=== DOCUMENT SEGMENT ===

Import the CTA and set up a SBTi target frame of reference.

In [None]:
#Provides an absolute frame of reference for SBTi targets so that they are considered as cardinal compared to others in the calculation of temperature scores.
def inject_sbti_validation_for_timeframe_scope_data(amended_portfolio, original_portfolio, debug=True):
    """
    Specially designed for the SBTi tool where amended_portfolio contains multiple rows 
    per company (one for each time frame and scope combination).
    """
    if 'sbti_validated' not in original_portfolio.columns:
        print("⚠ No 'sbti_validated' column found in original portfolio")
        return amended_portfolio
    
    # Store original values before modification
    original_validated_count = original_portfolio['sbti_validated'].sum()
    original_companies_count = len(original_portfolio)
    
    # Get count of unique companies in amended portfolio
    unique_companies_amended = amended_portfolio['company_id'].nunique()
    
    if debug:
        print(f"Original portfolio: {original_companies_count} companies, {original_validated_count} validated")
        print(f"Amended portfolio: {len(amended_portfolio)} rows, {unique_companies_amended} unique companies")
        
        # Check for duplicated rows by company_id
        if len(amended_portfolio) > unique_companies_amended:
            print(f"Multiple rows per company detected in amended portfolio")
            print(f"Rows per company: {len(amended_portfolio) / unique_companies_amended:.2f}")
            
            # Show distribution of time_frame and scope if they exist
            if 'time_frame' in amended_portfolio.columns:
                print("\nTime frame distribution:")
                print(amended_portfolio['time_frame'].value_counts())
            if 'scope' in amended_portfolio.columns:
                print("\nScope distribution:")
                print(amended_portfolio['scope'].value_counts())
    
    # Create a validation mapping
    validation_map = dict(zip(original_portfolio['company_id'], original_portfolio['sbti_validated']))
    
    # Apply validation to all rows in amended portfolio
    amended_portfolio['sbti_validated'] = amended_portfolio['company_id'].map(validation_map).fillna(False)
    
    # Count unique validated companies after modification
    validated_companies = amended_portfolio[amended_portfolio['sbti_validated']]['company_id'].nunique()
    
    # Print validation summary
    print(f"\nOriginal validated companies: {original_validated_count}")
    print(f"Unique companies validated in amended portfolio: {validated_companies}")
    
    if original_validated_count == validated_companies:
        print("✓ CTA validation successfully preserved at company level")
    else:
        print("⚠ CTA validation mismatch at company level")
        
        # Additional debugging
        if debug:
            print("\nChecking for specific discrepancies...")
            # Get list of company IDs that should be validated
            original_validated_ids = set(original_portfolio[original_portfolio['sbti_validated']]['company_id'])
            amended_validated_ids = set(amended_portfolio[amended_portfolio['sbti_validated']]['company_id'])
            
            missing_validations = original_validated_ids - amended_validated_ids
            extra_validations = amended_validated_ids - original_validated_ids
            
            if missing_validations:
                print(f"Companies that should be validated but aren't: {len(missing_validations)}")

===

PROBLEM DESCRIPTION =
Answer these questions about the SBTi validation code:
(a) What does the function return if the original portfolio has no 'sbti_validated' column?
(b) What value does the code use to fill 'sbti_validated' for rows whose company_id is absent from the validation mapping?
(c) What message is printed when the original validated count equals the number of unique validated companies in the amended portfolio?

=== DATA FOR ANALYSIS ===

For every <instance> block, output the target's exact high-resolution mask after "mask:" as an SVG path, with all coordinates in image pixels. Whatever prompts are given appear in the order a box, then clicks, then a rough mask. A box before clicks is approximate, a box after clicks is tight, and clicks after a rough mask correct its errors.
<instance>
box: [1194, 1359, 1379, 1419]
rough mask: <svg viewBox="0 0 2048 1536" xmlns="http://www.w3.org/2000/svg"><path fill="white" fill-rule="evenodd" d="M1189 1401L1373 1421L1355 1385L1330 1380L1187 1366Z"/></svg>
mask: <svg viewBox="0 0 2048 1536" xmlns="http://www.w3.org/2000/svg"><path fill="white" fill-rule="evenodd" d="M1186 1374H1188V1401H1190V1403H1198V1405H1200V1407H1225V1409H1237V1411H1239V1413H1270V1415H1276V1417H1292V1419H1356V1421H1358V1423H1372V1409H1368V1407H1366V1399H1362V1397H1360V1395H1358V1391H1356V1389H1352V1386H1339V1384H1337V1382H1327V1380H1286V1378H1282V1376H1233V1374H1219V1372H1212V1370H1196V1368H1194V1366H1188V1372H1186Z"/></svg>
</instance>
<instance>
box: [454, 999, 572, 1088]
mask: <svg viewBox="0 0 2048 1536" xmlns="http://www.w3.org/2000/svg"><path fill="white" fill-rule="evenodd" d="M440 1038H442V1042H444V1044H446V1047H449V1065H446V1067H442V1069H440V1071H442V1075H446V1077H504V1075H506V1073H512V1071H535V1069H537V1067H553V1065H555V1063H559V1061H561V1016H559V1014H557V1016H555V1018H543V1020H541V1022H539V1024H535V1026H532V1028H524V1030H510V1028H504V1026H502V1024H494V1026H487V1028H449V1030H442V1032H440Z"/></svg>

===

WRITTEN ANSWER =
(a) It returns amended_portfolio unchanged.
(b) False.
(c) "✓ CTA validation successfully preserved at company level"